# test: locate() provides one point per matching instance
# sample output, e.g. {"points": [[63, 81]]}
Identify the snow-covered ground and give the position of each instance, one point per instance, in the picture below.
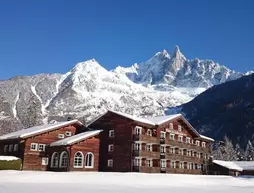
{"points": [[80, 182]]}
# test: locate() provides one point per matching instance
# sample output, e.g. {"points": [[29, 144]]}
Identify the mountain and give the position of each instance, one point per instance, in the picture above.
{"points": [[87, 90], [163, 70], [225, 109]]}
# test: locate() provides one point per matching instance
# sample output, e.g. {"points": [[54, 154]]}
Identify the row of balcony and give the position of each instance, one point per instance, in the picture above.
{"points": [[168, 156], [146, 169], [180, 144]]}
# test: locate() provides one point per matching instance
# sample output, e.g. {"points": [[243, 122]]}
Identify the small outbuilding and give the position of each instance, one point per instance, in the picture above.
{"points": [[232, 168]]}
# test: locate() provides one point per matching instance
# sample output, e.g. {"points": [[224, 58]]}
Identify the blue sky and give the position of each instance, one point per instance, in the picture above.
{"points": [[52, 36]]}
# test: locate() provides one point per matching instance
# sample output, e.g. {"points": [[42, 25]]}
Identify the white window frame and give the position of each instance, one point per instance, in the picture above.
{"points": [[171, 126], [138, 130], [163, 163], [111, 133], [180, 128], [173, 164], [87, 164], [75, 163], [11, 148], [6, 148], [61, 165], [44, 161], [68, 133], [110, 163], [52, 164], [110, 148], [43, 147], [137, 146], [149, 147], [163, 149], [149, 132], [60, 136], [16, 147], [149, 162], [163, 135], [137, 162], [35, 147]]}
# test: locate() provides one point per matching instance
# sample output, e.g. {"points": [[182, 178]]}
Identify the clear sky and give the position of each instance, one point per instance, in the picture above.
{"points": [[52, 36]]}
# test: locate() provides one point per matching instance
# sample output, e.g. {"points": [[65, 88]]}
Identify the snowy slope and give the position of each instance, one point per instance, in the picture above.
{"points": [[79, 182]]}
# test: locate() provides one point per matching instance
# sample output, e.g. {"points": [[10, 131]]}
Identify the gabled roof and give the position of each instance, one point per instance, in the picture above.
{"points": [[153, 121], [76, 138], [236, 165], [24, 133]]}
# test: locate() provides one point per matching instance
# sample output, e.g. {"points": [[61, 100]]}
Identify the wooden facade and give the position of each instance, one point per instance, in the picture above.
{"points": [[148, 150], [36, 153]]}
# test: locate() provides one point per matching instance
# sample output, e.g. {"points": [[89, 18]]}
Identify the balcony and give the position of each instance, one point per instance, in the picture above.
{"points": [[146, 154], [146, 138], [146, 169]]}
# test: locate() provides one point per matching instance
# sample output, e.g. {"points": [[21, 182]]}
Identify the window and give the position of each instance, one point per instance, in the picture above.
{"points": [[16, 147], [137, 162], [111, 133], [10, 147], [68, 133], [6, 148], [172, 150], [111, 148], [89, 160], [171, 126], [149, 147], [149, 163], [163, 163], [44, 161], [173, 164], [78, 160], [63, 160], [41, 147], [172, 136], [149, 132], [163, 149], [181, 165], [179, 128], [137, 146], [54, 160], [34, 147], [138, 130], [163, 134], [110, 163], [60, 136]]}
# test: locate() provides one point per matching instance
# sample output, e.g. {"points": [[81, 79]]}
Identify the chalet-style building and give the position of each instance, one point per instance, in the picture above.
{"points": [[61, 146], [165, 144], [232, 168]]}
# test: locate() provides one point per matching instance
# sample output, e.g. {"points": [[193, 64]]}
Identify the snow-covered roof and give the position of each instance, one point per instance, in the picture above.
{"points": [[162, 119], [206, 138], [24, 133], [236, 165], [8, 158], [75, 138]]}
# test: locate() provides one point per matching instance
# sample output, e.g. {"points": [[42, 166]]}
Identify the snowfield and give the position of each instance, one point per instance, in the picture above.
{"points": [[80, 182]]}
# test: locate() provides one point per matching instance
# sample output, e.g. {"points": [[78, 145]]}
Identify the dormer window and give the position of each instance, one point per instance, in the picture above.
{"points": [[138, 130], [171, 126], [149, 132], [179, 128]]}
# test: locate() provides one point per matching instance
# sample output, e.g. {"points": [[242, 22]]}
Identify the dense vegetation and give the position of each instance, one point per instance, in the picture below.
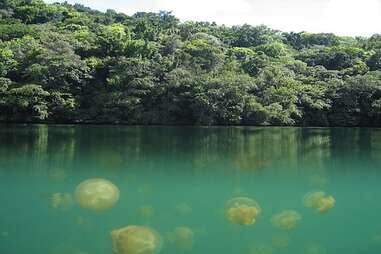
{"points": [[69, 63]]}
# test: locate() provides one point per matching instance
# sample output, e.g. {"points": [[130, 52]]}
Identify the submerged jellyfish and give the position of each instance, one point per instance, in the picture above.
{"points": [[242, 211], [145, 211], [319, 201], [280, 241], [96, 194], [286, 220], [61, 201], [135, 240], [182, 238], [312, 199]]}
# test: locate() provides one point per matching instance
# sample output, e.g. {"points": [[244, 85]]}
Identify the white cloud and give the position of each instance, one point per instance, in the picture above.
{"points": [[343, 17]]}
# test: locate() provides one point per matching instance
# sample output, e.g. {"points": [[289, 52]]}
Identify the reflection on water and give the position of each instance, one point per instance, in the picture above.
{"points": [[168, 177]]}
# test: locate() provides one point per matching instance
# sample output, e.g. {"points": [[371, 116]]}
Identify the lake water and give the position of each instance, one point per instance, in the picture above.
{"points": [[172, 177]]}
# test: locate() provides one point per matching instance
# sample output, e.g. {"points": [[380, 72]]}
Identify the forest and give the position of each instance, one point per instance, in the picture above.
{"points": [[62, 63]]}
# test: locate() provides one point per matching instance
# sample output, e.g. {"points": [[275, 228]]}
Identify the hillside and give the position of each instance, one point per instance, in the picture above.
{"points": [[62, 63]]}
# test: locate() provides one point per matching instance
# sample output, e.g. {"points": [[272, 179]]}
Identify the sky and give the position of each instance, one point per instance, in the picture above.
{"points": [[342, 17]]}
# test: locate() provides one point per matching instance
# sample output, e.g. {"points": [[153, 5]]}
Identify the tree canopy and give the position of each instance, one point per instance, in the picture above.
{"points": [[67, 63]]}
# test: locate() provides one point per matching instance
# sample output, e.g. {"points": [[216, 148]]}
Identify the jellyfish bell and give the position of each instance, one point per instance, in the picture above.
{"points": [[135, 240], [96, 194], [145, 211], [326, 204], [242, 211], [286, 220]]}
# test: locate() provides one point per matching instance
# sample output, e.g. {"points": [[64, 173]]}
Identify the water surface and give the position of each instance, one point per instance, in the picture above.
{"points": [[183, 176]]}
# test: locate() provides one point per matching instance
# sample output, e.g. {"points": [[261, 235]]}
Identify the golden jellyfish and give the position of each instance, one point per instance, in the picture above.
{"points": [[319, 201], [182, 238], [145, 211], [96, 194], [286, 220], [62, 201], [242, 211], [280, 241], [312, 199], [135, 240]]}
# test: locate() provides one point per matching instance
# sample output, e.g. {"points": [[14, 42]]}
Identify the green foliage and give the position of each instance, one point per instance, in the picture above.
{"points": [[69, 63]]}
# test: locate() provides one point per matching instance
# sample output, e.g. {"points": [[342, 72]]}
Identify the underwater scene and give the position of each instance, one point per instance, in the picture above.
{"points": [[85, 189]]}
══════════════════════════════
What you will do: Pull out each line from the items above that contains the word "covered".

Complete output:
Identify the snow-covered ground and give the position of each instance, one point per instance, in the picture below.
Identify the snow-covered roof and give the position of each instance, one point per instance, in the picture above.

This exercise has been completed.